DATASET ENTRIES:

*-*-*

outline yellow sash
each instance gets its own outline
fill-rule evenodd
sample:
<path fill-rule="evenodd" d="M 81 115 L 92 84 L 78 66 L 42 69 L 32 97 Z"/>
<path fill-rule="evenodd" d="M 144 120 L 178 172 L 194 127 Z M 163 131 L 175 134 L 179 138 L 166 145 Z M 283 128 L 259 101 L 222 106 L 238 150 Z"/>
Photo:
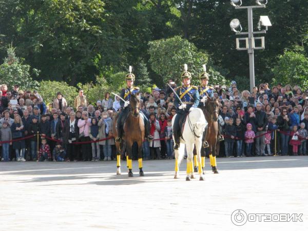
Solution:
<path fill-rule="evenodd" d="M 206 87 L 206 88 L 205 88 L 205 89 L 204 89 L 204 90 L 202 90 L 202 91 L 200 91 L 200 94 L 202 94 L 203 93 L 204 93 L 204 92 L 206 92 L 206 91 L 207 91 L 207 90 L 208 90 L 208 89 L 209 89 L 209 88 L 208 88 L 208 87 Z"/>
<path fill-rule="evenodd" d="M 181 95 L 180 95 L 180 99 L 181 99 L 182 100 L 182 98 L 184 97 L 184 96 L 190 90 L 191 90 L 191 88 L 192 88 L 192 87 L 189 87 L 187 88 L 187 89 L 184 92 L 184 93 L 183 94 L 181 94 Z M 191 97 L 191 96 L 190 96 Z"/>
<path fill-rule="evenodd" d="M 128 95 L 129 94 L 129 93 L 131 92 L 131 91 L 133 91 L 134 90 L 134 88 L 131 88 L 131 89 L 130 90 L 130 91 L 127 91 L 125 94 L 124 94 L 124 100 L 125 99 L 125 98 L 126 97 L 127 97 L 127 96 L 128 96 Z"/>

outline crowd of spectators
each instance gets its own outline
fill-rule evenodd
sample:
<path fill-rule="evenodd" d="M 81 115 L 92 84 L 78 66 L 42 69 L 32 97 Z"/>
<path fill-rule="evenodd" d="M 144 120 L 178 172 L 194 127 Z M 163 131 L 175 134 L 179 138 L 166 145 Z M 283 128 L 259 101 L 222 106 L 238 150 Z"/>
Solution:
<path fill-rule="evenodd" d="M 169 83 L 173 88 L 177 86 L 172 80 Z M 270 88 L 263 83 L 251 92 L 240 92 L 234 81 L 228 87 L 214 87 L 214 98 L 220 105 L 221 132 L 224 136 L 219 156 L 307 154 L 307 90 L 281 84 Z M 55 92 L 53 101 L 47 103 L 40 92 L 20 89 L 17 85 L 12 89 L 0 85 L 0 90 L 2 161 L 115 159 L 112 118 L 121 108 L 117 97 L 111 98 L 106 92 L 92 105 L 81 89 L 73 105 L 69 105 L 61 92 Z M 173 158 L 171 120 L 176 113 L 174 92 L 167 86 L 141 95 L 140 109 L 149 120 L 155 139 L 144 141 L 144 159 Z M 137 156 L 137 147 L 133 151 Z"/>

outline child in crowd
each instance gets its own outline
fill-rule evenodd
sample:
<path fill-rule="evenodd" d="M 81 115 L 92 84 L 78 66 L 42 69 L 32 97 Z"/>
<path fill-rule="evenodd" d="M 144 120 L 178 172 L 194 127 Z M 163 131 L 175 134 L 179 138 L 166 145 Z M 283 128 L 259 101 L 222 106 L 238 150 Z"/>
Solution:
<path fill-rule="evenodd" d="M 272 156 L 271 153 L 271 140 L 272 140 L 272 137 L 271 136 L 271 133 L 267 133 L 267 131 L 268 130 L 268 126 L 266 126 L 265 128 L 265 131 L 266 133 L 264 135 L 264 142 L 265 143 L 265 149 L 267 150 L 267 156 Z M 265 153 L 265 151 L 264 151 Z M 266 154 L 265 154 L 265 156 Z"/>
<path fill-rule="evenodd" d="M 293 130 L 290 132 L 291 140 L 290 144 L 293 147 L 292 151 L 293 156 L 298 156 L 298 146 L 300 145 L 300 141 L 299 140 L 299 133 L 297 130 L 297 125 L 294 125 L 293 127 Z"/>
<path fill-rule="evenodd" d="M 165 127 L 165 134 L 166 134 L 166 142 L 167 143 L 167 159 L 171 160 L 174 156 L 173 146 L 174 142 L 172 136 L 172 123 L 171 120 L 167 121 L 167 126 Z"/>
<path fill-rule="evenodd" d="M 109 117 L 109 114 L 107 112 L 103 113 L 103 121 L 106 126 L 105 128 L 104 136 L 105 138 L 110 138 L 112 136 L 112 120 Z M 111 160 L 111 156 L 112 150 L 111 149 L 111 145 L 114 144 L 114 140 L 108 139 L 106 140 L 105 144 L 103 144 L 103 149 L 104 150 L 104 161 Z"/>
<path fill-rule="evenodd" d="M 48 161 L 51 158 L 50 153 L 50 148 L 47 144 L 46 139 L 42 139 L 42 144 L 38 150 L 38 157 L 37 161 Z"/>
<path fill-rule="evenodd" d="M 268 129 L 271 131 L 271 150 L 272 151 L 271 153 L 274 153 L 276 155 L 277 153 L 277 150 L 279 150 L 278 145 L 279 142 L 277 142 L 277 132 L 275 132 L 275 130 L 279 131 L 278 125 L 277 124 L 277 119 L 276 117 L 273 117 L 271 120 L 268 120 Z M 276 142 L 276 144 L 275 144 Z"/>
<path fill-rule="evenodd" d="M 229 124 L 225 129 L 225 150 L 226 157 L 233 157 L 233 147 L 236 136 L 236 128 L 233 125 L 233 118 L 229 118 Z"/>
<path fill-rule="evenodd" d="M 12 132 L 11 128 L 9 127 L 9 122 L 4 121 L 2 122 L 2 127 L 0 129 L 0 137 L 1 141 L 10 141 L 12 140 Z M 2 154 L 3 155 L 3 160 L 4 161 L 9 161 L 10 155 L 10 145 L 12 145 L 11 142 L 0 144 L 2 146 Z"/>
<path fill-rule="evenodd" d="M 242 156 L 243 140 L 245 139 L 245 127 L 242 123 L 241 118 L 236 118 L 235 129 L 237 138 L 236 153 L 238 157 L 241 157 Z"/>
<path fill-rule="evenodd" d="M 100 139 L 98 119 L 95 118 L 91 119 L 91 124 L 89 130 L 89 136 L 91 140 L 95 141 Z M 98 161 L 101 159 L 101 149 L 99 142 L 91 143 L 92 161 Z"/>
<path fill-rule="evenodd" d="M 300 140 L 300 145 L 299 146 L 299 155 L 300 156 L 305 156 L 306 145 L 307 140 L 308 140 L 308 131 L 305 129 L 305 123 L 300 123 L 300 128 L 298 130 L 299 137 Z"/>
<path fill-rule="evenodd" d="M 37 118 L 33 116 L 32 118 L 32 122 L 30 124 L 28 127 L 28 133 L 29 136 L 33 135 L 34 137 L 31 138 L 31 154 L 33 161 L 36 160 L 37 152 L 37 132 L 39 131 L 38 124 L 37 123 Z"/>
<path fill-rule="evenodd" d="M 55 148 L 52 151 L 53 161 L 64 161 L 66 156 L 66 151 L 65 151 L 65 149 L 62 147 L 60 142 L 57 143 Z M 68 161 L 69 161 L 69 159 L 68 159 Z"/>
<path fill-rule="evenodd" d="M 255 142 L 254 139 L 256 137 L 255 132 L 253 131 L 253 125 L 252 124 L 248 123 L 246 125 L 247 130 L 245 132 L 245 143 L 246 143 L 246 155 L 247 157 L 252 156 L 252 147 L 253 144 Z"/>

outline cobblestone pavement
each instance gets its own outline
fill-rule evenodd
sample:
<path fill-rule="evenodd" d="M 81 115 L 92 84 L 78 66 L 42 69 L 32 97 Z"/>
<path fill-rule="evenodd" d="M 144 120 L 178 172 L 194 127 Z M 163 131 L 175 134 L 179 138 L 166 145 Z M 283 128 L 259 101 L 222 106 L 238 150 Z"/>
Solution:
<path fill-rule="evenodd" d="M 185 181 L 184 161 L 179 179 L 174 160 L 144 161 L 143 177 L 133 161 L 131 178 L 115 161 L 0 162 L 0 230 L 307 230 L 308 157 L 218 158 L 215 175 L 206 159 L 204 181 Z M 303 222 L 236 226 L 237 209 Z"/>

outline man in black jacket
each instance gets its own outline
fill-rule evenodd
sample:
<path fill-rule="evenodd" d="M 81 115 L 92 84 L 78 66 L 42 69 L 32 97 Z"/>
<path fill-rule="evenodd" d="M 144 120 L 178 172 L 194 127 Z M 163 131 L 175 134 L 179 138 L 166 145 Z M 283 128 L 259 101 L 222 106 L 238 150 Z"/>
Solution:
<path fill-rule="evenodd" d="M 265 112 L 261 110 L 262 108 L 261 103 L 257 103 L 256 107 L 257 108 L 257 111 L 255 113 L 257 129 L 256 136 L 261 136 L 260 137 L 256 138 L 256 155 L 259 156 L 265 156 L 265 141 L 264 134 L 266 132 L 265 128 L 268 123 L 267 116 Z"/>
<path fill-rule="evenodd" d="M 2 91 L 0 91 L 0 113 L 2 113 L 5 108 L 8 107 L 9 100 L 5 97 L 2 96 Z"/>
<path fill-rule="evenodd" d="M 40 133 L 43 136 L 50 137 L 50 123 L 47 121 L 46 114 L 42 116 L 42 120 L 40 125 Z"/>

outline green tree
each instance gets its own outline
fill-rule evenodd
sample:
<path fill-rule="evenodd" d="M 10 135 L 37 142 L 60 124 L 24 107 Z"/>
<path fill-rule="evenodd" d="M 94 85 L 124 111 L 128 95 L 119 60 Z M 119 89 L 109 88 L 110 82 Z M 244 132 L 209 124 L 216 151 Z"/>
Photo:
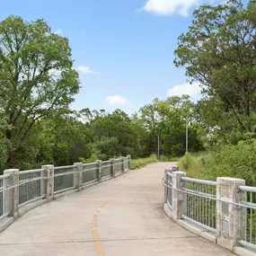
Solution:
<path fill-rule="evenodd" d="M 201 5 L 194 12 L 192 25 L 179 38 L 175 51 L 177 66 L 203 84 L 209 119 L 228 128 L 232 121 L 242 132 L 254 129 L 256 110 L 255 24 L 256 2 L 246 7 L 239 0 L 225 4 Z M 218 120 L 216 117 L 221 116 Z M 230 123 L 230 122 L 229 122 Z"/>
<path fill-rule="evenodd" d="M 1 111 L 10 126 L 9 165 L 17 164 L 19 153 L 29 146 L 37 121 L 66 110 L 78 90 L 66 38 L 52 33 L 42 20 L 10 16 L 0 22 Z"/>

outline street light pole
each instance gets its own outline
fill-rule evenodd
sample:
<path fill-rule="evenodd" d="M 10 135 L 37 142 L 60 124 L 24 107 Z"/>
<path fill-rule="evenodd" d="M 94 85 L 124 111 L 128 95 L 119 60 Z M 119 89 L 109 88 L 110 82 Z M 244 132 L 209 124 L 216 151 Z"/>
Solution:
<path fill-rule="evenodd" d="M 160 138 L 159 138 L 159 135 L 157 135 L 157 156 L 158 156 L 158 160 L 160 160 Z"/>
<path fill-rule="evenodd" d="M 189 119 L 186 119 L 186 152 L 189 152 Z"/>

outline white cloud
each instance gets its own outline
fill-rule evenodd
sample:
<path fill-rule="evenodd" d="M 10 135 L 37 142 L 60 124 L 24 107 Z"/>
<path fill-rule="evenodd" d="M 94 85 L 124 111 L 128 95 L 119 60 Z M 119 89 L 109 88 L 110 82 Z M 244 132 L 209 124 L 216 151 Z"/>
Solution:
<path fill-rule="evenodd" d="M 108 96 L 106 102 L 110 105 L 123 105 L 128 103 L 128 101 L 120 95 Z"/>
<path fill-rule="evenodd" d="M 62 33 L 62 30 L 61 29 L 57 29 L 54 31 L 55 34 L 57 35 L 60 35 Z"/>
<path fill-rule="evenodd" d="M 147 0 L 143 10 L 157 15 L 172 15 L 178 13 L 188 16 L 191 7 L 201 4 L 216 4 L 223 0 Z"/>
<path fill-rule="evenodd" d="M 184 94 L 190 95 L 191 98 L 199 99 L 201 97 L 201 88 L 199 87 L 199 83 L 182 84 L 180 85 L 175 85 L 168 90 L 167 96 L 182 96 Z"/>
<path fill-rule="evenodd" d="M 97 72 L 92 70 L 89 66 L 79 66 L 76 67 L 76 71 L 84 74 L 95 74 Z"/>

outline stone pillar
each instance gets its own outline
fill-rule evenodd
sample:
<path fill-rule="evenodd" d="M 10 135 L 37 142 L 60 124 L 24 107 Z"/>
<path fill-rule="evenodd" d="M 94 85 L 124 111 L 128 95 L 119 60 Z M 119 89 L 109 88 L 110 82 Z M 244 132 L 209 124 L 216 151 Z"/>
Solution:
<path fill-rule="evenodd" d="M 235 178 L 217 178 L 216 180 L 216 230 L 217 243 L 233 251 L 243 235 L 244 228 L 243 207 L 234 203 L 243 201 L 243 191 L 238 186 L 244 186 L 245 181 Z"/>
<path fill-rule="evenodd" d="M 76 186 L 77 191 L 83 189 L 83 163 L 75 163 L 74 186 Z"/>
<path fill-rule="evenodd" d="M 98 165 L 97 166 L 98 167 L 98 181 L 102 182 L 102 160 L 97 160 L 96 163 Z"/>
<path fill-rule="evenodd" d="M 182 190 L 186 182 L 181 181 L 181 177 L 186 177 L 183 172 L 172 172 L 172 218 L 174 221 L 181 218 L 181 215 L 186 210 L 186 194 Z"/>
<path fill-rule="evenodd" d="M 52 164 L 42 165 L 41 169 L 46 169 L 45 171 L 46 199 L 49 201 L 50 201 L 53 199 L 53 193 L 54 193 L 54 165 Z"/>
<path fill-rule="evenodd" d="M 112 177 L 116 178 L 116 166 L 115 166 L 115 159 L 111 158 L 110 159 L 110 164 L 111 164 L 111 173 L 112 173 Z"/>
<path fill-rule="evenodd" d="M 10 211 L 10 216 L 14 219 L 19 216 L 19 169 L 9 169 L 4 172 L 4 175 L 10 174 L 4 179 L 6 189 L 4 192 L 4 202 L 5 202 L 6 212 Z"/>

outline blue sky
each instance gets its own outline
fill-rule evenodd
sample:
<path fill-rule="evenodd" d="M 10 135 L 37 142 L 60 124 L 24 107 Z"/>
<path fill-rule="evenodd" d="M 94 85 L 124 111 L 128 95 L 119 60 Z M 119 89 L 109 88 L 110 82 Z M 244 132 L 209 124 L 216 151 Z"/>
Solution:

*-*-*

REQUIRED TASK:
Starting with the line that contains "outline blue sky", print each line through the last one in the listing. Include both end lines and add nothing.

WRITTEN RESPONSE:
outline blue sky
each instance gets its own outline
fill-rule evenodd
sample:
<path fill-rule="evenodd" d="M 10 135 L 37 142 L 60 124 L 24 107 Z"/>
<path fill-rule="evenodd" d="M 94 85 L 124 111 L 128 95 L 119 60 Z M 119 89 L 109 88 L 110 82 Z M 244 132 L 209 124 L 216 151 Z"/>
Solution:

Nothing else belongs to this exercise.